## Complete the following
(A) Reproduce verbatim the passage of the Lent homily summary from "The Beginning of" up to and including "these sin-hardened hearts.".
(B) In one to three sentences, explain why, according to the Lent homily summary, the hearts of our ancestral parents, once open to God, became closed and hardened.
(C) Write a continuation of the Lent homily summary, beginning immediately after its final sentence.

## Selected passage
The Beginning of Lent

I led a day of recollection today for the seminarians at St. Francis de Sales Seminary in Milwaukee. It was a quiet and prayerful day and what follows is a summary of my homily.

In our first reading (Joel 2: 12-18), God tells us to return "with your whole heart" and to "rend your hearts, not your garments."  We are half-hearted.  Our hearts are divided.  We need our hearts to be healed, to be made whole.  We need to open our hearts to God so that the Holy Spirit may pierce and soften these sin-hardened hearts.

What divides our hearts?  What hardens them?  The self-centeredness of sin.

Last week the first readings at Mass were from Genesis, the story of the first temptation and sin.  Our ancestral parents had hearts open to God, but fear and mistrust closed and hardened them. They were tempted to believe the serpent who suggested that God might not be telling them the truth when warning them that the fruit of a certain tree would bring death. They mistrusted God and thought it would be better to be independent, to get control, to be like gods who could determine for themselves what was right and what was wrong, what was good and what was bad.

## Extracted information
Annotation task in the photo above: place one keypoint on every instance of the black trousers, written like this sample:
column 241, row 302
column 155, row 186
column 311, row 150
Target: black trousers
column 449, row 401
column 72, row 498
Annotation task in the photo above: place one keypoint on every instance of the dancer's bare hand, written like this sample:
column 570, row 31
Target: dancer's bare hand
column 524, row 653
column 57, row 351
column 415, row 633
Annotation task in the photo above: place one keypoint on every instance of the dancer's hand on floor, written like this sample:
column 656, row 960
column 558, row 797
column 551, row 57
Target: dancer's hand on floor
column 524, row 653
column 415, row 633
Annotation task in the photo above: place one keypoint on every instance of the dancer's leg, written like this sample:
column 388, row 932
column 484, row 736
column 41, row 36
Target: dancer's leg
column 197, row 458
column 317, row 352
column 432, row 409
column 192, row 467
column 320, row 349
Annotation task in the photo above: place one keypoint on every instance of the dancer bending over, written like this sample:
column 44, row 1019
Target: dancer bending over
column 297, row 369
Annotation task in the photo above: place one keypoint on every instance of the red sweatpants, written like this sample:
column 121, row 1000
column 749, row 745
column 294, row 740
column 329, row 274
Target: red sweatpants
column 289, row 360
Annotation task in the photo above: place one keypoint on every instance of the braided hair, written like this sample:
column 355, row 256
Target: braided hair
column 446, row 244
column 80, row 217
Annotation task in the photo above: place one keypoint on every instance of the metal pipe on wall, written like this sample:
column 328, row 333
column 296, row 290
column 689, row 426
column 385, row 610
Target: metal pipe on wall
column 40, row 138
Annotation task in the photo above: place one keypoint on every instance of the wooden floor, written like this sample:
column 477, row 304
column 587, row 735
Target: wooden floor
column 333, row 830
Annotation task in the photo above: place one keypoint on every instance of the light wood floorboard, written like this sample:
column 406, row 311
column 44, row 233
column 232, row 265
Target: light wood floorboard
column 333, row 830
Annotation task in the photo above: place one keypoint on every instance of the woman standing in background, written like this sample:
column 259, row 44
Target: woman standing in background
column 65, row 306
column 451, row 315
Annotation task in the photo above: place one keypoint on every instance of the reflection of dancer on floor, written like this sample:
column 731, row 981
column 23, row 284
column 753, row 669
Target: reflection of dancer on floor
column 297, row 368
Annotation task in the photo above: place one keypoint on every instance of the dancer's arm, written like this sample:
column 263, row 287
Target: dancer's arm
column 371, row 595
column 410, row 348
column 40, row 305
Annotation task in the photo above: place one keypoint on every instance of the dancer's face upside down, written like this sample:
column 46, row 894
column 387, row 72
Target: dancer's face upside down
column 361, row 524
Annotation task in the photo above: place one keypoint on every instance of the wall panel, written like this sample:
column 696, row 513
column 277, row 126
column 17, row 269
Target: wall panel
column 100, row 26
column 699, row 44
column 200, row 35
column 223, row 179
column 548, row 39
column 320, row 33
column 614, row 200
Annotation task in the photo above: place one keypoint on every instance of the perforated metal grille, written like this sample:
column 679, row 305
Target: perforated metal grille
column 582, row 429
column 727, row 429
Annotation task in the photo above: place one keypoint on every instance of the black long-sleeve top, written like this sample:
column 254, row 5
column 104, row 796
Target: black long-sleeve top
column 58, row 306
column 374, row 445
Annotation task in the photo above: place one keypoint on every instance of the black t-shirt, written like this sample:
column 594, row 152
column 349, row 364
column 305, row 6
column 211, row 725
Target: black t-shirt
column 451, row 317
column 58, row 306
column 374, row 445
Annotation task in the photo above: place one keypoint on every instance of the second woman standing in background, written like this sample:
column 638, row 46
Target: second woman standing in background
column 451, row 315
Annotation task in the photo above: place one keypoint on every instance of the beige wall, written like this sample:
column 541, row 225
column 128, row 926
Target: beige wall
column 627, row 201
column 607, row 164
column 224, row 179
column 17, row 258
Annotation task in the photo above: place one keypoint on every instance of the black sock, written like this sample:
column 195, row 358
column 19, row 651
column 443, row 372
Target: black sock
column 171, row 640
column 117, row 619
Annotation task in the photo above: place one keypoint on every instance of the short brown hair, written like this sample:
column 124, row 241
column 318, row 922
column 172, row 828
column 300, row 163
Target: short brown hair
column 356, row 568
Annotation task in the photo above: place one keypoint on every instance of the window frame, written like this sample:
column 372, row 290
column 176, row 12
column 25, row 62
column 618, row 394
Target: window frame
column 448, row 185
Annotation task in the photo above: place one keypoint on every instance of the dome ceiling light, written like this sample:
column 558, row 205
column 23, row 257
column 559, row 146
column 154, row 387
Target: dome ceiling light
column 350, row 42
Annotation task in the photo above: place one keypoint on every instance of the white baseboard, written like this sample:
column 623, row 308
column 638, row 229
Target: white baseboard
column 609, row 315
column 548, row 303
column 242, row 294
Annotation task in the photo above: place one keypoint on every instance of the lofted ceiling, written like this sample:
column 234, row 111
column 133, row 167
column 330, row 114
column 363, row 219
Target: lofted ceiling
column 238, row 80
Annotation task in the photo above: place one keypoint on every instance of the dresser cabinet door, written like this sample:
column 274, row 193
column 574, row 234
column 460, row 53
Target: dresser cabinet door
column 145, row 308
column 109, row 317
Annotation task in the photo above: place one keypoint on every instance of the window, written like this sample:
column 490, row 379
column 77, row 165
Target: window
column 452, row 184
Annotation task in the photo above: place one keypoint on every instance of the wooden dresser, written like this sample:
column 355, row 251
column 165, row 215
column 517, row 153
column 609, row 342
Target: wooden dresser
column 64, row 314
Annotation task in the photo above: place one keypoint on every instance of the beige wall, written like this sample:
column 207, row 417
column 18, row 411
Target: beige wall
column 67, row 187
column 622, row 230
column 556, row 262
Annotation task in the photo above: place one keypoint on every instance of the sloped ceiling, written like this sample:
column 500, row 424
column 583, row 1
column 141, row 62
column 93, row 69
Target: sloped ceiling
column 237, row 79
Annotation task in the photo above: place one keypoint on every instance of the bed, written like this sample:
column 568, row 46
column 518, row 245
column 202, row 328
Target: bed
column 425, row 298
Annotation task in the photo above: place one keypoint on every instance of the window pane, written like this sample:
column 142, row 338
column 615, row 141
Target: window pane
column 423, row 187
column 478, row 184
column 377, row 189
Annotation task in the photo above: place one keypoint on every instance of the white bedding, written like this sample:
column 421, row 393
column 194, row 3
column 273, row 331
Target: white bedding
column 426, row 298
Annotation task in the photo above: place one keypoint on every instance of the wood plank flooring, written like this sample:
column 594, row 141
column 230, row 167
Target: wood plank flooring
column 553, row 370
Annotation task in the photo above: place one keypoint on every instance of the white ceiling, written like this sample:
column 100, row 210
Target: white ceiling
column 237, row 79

## Answers to the tasks
(A)
The Beginning of Lent

I led a day of recollection today for the seminarians at St. Francis de Sales Seminary in Milwaukee. It was a quiet and prayerful day and what follows is a summary of my homily.

In our first reading (Joel 2: 12-18), God tells us to return "with your whole heart" and to "rend your hearts, not your garments."  We are half-hearted.  Our hearts are divided.  We need our hearts to be healed, to be made whole.  We need to open our hearts to God so that the Holy Spirit may pierce and soften these sin-hardened hearts.

(B) Fear and mistrust closed and hardened their hearts. They were tempted to believe the serpent, who suggested that God might not be telling them the truth when he warned that the fruit of a certain tree would bring death. Mistrusting God, they thought it better to be independent, to get control, and to be like gods who could determine for themselves what was right and wrong, good and bad.

(C)
They ate and the effect was immediate. They felt shame in each other's presence.  They were no longer open to each other but covered themselves. When God came for their daily stroll, they hid.  The man's response shows the self-centeredness that began the hardening of his heart, closing him off from God and the woman. He said: "I heard you in the garden; but I was afraid, because I was naked, so I hid myself.  Me, me, me.  The world now revolved around him.

Then, when God pointed out that this response clearly indicated he'd eaten of the fruit, the man responded, "It was the woman you put here...."  He blamed his partner and God.  Turned in on himself, the man turned against God and his neighbor.

Sin works the same way in our lives.

Those who work in the Church and offer their lives in service of others are not immune from sinful self-centeredness.  It creeps into our relationship with God and into ministry. In the Gospel (Matthew 6: 1-6, 16-18), Jesus warns against "righteous deeds" which are done to gain others' attention and affirmation.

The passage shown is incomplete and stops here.